Reproduce every line of the records below verbatim, leaving the pictures out.

## Supplied information
+-------+

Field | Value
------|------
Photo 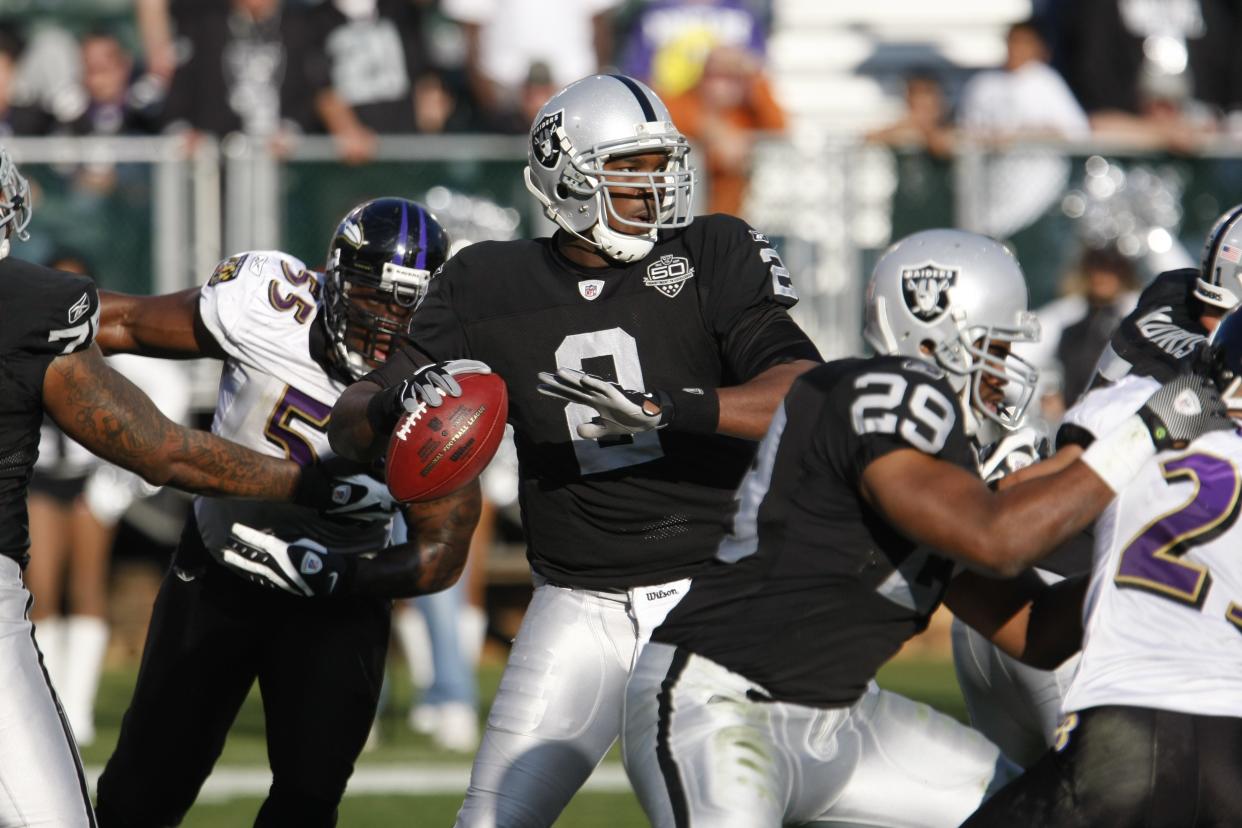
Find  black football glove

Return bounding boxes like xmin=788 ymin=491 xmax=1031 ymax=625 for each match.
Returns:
xmin=216 ymin=523 xmax=358 ymax=598
xmin=1138 ymin=372 xmax=1237 ymax=452
xmin=539 ymin=367 xmax=673 ymax=439
xmin=293 ymin=457 xmax=397 ymax=523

+-------+

## Solution to this task
Field | Value
------|------
Photo 
Find  black football glove

Return bounding boxes like xmin=788 ymin=491 xmax=1031 ymax=625 for each match.
Returns:
xmin=216 ymin=523 xmax=358 ymax=598
xmin=1138 ymin=372 xmax=1237 ymax=452
xmin=539 ymin=367 xmax=673 ymax=439
xmin=293 ymin=457 xmax=397 ymax=523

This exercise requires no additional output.